James Cooke is a principal analyst with Nucleus Research in Boston, covering supply chain planning software. He was previously the editor of CSCMP?s Supply Chain Quarterly and a staff writer for DC Velocity.
When it comes to setting up a control tower to obtain visibility into the supply chain, companies don't have to go it alone. Third-party logistics service providers (3PLs) offer an alternative to establishing and running their own systems.
For those unfamiliar with the term, a control tower is an information technology system that allows a company to monitor and manage its carriers, logistics service providers, and suppliers. "Control towers are a great tool ... to ensure raw materials and end products are moved in a timely fashion to factories, to distribution centers, and to the end customer," says Alejandro Gonzalez Magán, senior director of customer service at DHL Global Forwarding, Americas.
Essential to a control tower's operation is the implementation of an "information hub" that connects a company to its suppliers and carriers. Although a shipper can buy software to do the job, it would then face the task of forging electronic links with all of its supply chain partners and managing the integration between disparate information systems. Because in many cases, a 3PL has already established many of those communication links, the company can simply ride the coattails of its service provider.
"A 3PL will have implemented these technology solutions multiple times over, so we have the framework of a process in place," says Dave Belter, vice president of transportation management at Ryder System Inc. "With the base process already there, we can [just] make configuration changes for the customer."
In addition to providing a technology platform, the 3PL can handle the day-to-day operation of the tower, freeing the customer to focus on strategic issues. "We do see that most of the shippers like the idea of retaining control of their strategy but outsourcing the execution," says Jordan Kass, vice president of management services at C.H. Robinson's TMC division.
MANAGING COMPLEX GLOBAL SUPPLY CHAINS
Control towers first emerged in Europe in the late 1990s. They evolved from managed transportation programs, where 3PLs oversaw the movements of multiple carriers for a shipper client. When 3PLs began managing orders and inventory along with carrier movements, those programs became known as control towers, says Terry Haber, senior vice president of solutions design/business development for Netherlands-based Ceva Logistics.
Multinational companies turned to the use of control towers as a way to manage complex global supply chains. Industry verticals in which control towers are being used today include automotive, aerospace, electronics, paper, food and beverage, and industrial manufacturing.
For the most part, control towers remain the province of large international shippers, which use them to oversee far-flung supply chains across continents. However, Haber has recently seen organizations setting up towers for specific regions, such as Asia. "Now that people are making in a region and selling in a region, we are seeing a trend with regional control towers as part of a global network," he says.
Even so, their use is still far from universal. Only 12 percent of respondents to a recent DC Velocity reader survey said they were operating a control tower or "command center," another name for this type of technology. When those respondents were asked what they used their tower for, 86 percent said it was to manage carriers, while 48 said it was to manage suppliers.

________________________

■ Exercises ■
1 > According to the control tower article, where and when did control towers first emerge?
2 > State whether each statement agrees with the control tower article, answering yes or no and quoting the deciding words: (a) Control towers developed out of managed transportation programs. (b) Most respondents to the DC Velocity reader survey reported operating a control tower. (c) Dave Belter is an executive at C.H. Robinson.
3 > Resume the control tower article after its final sentence and continue it.
The records that follow are drawn from a separate source.

■ Data entries ■

________________________

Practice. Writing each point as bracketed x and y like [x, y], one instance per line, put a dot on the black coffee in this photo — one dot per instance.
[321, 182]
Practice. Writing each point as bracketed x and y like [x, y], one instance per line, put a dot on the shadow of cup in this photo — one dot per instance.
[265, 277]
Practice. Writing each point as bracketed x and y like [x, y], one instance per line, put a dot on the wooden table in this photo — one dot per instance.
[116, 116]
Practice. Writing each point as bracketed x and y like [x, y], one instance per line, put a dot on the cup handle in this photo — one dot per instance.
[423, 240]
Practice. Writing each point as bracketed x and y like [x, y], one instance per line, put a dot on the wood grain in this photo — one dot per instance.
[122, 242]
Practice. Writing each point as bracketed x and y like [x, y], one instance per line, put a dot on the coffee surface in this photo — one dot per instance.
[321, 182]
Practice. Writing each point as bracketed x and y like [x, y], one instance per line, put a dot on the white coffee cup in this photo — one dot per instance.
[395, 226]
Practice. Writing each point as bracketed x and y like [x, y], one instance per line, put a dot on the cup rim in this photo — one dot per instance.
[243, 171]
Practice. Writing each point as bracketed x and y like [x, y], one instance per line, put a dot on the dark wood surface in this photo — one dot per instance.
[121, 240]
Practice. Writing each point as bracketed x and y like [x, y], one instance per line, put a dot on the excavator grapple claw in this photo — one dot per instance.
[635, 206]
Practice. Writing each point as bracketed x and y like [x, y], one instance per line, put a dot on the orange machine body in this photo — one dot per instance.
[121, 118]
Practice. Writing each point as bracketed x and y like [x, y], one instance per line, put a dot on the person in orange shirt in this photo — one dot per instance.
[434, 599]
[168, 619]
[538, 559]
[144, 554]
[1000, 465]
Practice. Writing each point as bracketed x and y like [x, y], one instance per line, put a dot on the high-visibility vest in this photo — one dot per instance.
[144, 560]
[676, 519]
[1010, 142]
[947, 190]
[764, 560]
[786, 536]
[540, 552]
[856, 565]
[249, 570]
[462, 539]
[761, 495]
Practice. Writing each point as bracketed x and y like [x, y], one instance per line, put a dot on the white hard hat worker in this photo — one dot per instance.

________________________

■ Answers for this exercise ■
1 > In Europe in the late 1990s.

2 >
(a) Yes: "They evolved from managed transportation programs, where 3PLs oversaw the movements of multiple carriers for a shipper client."
(b) No: "Only 12 percent of respondents to a recent DC Velocity reader survey said they were operating a control tower or "command center," another name for this type of technology."
(c) No: "Dave Belter, vice president of transportation management at Ryder System Inc."

3 >
SETTING UP A CONTROL TOWER
Not surprisingly, setting up a control tower takes some prep work on the 3PL's part. "A customer's requirements need to be captured in detail and in depth, and properly documented with process flow maps," says Gonzalez Magán. "Service-level agreements, standard operating procedures, work instructions, and varied systems need to be set up."
The contract logistics service provider generally dedicates staff to the client when setting up a control tower. These staffers can then take delivery requests, tender loads to carriers, track shipments, and ensure that schedules are met to maintain supply chain flow.
Besides providing pipeline management, the tower can usually assist in benchmarking carrier and supplier performance. "The customer gets exception reports on how suppliers or 3PLs are performing," says Haber. Other services that a control tower can offer clients include assistance with future scenario planning and supply chain modeling, says Joe Carlier, senior vice president of global sales at Penske Logistics.
One of the biggest advantages of a control tower is its ability to react to changing events and take corrective action. If, say, a hurricane or tsunami jeopardizes a supplier's ability to fill an order, the control tower can reroute the shipment or locate an alternative supplier. "If somebody is going to have a disruption, you can make a decision to redirect through a control tower," says Haber.
FREIGHT-SAVINGS PAYOFF
Because of the work involved in setting up a control tower, 3PLs generally require multiyear commitments from clients. Shippers usually pay for the service on a transaction basis, as a subscription service, or a combination of the two.
As for the payoff, companies typically see savings in transportation costs—a result of efficiencies related to centralizing logistics operations in the tower. Kass says that for a "mature" shipper, a control tower can result in transportation savings of 5 to 10 percent, while a company that's never used a transportation management system (TMS) and centralized its logistics operations could realize savings of 15 to 25 percent.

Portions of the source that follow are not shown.